### Entries shown
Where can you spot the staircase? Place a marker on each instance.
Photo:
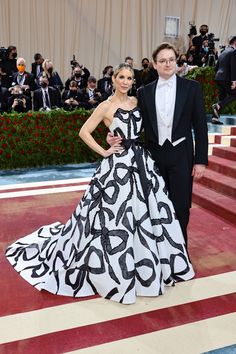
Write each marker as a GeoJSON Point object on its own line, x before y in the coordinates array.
{"type": "Point", "coordinates": [216, 191]}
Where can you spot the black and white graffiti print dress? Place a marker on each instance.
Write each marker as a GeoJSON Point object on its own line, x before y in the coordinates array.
{"type": "Point", "coordinates": [123, 239]}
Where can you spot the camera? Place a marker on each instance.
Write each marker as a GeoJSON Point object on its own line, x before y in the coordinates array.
{"type": "Point", "coordinates": [73, 62]}
{"type": "Point", "coordinates": [222, 48]}
{"type": "Point", "coordinates": [20, 102]}
{"type": "Point", "coordinates": [3, 53]}
{"type": "Point", "coordinates": [192, 29]}
{"type": "Point", "coordinates": [211, 41]}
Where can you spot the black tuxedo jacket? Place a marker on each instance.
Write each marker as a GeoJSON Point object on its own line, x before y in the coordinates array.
{"type": "Point", "coordinates": [226, 65]}
{"type": "Point", "coordinates": [54, 96]}
{"type": "Point", "coordinates": [29, 80]}
{"type": "Point", "coordinates": [189, 113]}
{"type": "Point", "coordinates": [34, 69]}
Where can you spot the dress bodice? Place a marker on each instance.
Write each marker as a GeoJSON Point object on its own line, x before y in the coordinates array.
{"type": "Point", "coordinates": [126, 123]}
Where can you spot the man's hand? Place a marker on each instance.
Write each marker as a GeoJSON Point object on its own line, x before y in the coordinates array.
{"type": "Point", "coordinates": [113, 140]}
{"type": "Point", "coordinates": [233, 85]}
{"type": "Point", "coordinates": [198, 171]}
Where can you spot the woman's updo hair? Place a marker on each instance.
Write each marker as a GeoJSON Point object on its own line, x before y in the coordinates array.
{"type": "Point", "coordinates": [121, 67]}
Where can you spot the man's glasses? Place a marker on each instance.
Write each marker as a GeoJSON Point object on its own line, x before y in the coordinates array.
{"type": "Point", "coordinates": [166, 61]}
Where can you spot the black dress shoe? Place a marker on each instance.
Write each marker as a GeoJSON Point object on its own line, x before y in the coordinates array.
{"type": "Point", "coordinates": [216, 110]}
{"type": "Point", "coordinates": [215, 120]}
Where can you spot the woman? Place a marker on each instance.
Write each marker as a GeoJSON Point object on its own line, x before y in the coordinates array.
{"type": "Point", "coordinates": [123, 239]}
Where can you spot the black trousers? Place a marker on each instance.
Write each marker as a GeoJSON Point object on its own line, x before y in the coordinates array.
{"type": "Point", "coordinates": [226, 95]}
{"type": "Point", "coordinates": [176, 169]}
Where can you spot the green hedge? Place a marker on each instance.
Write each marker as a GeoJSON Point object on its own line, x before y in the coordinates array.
{"type": "Point", "coordinates": [51, 138]}
{"type": "Point", "coordinates": [40, 139]}
{"type": "Point", "coordinates": [206, 77]}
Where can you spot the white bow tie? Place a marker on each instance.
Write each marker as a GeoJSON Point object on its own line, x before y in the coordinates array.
{"type": "Point", "coordinates": [163, 83]}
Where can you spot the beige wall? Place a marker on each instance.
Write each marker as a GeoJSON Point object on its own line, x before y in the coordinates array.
{"type": "Point", "coordinates": [101, 32]}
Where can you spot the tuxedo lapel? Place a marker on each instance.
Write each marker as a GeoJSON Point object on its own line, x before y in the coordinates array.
{"type": "Point", "coordinates": [152, 106]}
{"type": "Point", "coordinates": [181, 96]}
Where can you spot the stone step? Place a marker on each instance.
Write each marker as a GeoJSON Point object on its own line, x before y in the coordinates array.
{"type": "Point", "coordinates": [218, 164]}
{"type": "Point", "coordinates": [227, 139]}
{"type": "Point", "coordinates": [225, 152]}
{"type": "Point", "coordinates": [211, 146]}
{"type": "Point", "coordinates": [219, 182]}
{"type": "Point", "coordinates": [233, 142]}
{"type": "Point", "coordinates": [219, 204]}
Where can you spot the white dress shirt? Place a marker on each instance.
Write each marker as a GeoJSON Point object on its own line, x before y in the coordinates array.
{"type": "Point", "coordinates": [165, 104]}
{"type": "Point", "coordinates": [44, 92]}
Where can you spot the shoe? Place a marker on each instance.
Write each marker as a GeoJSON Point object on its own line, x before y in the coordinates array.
{"type": "Point", "coordinates": [215, 120]}
{"type": "Point", "coordinates": [216, 110]}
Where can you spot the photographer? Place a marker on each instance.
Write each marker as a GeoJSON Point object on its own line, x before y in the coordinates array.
{"type": "Point", "coordinates": [8, 64]}
{"type": "Point", "coordinates": [19, 102]}
{"type": "Point", "coordinates": [91, 97]}
{"type": "Point", "coordinates": [47, 97]}
{"type": "Point", "coordinates": [80, 74]}
{"type": "Point", "coordinates": [208, 54]}
{"type": "Point", "coordinates": [23, 78]}
{"type": "Point", "coordinates": [198, 40]}
{"type": "Point", "coordinates": [105, 85]}
{"type": "Point", "coordinates": [182, 66]}
{"type": "Point", "coordinates": [226, 79]}
{"type": "Point", "coordinates": [71, 98]}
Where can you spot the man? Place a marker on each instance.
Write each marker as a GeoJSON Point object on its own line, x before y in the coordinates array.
{"type": "Point", "coordinates": [4, 94]}
{"type": "Point", "coordinates": [18, 101]}
{"type": "Point", "coordinates": [71, 99]}
{"type": "Point", "coordinates": [47, 97]}
{"type": "Point", "coordinates": [137, 78]}
{"type": "Point", "coordinates": [23, 78]}
{"type": "Point", "coordinates": [105, 83]}
{"type": "Point", "coordinates": [80, 74]}
{"type": "Point", "coordinates": [36, 67]}
{"type": "Point", "coordinates": [198, 40]}
{"type": "Point", "coordinates": [225, 79]}
{"type": "Point", "coordinates": [171, 106]}
{"type": "Point", "coordinates": [8, 65]}
{"type": "Point", "coordinates": [91, 97]}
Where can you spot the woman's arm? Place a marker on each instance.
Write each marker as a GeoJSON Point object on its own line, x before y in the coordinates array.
{"type": "Point", "coordinates": [91, 124]}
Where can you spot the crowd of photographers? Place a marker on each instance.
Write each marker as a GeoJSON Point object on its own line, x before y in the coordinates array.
{"type": "Point", "coordinates": [43, 89]}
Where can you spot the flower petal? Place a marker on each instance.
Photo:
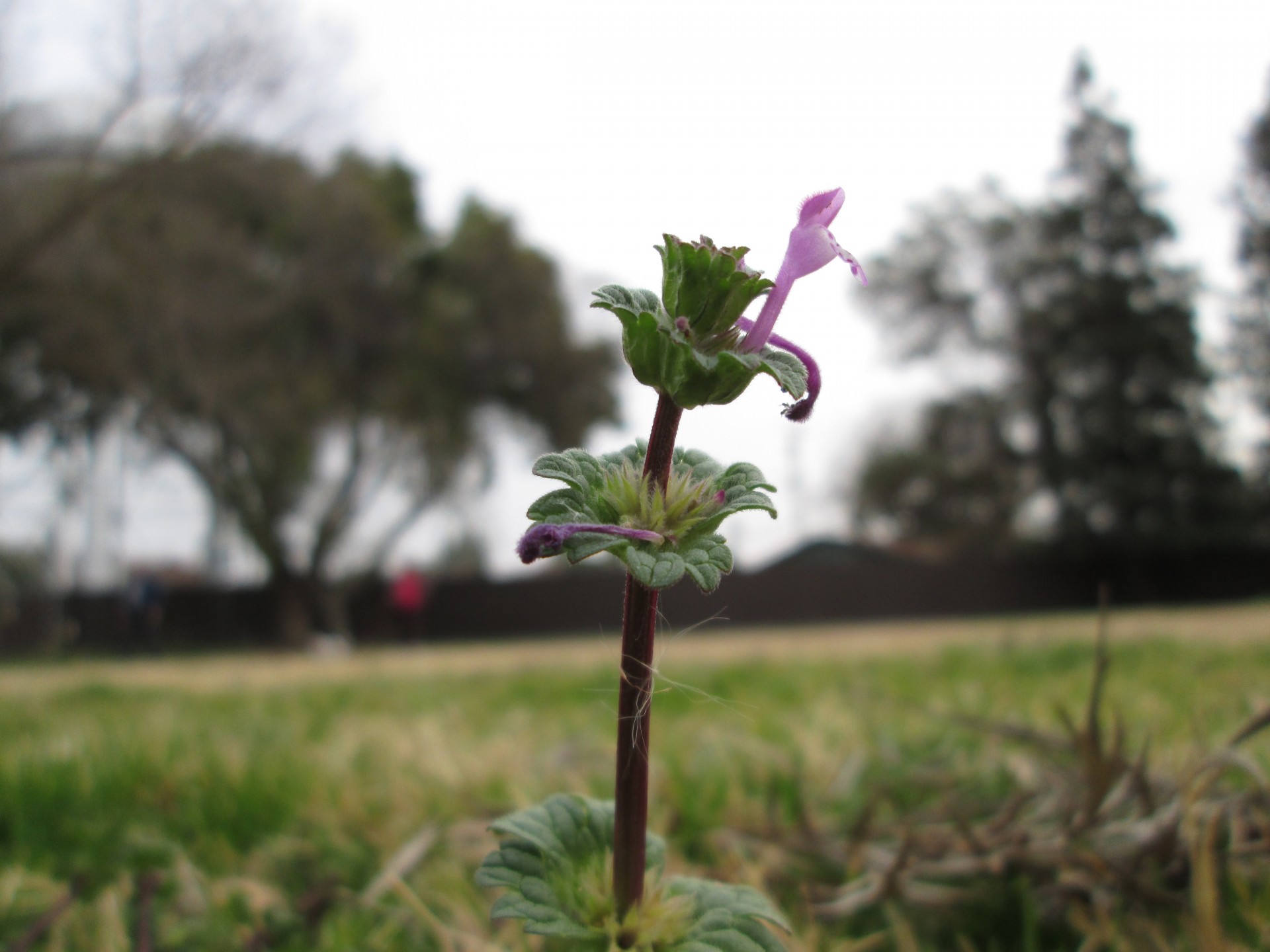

### Given task
Gather every line of the material above that contains the string "dress", matching case exactly.

### Result for this exercise
Where can you spot the black and white graffiti print dress? Place a marker on each instance.
Where can you spot the dress bodice? Place a marker on each instance.
Where can you spot the black dress shoe? Place a marker on each instance.
Where can you spot the white dress shirt? Place a marker on each instance.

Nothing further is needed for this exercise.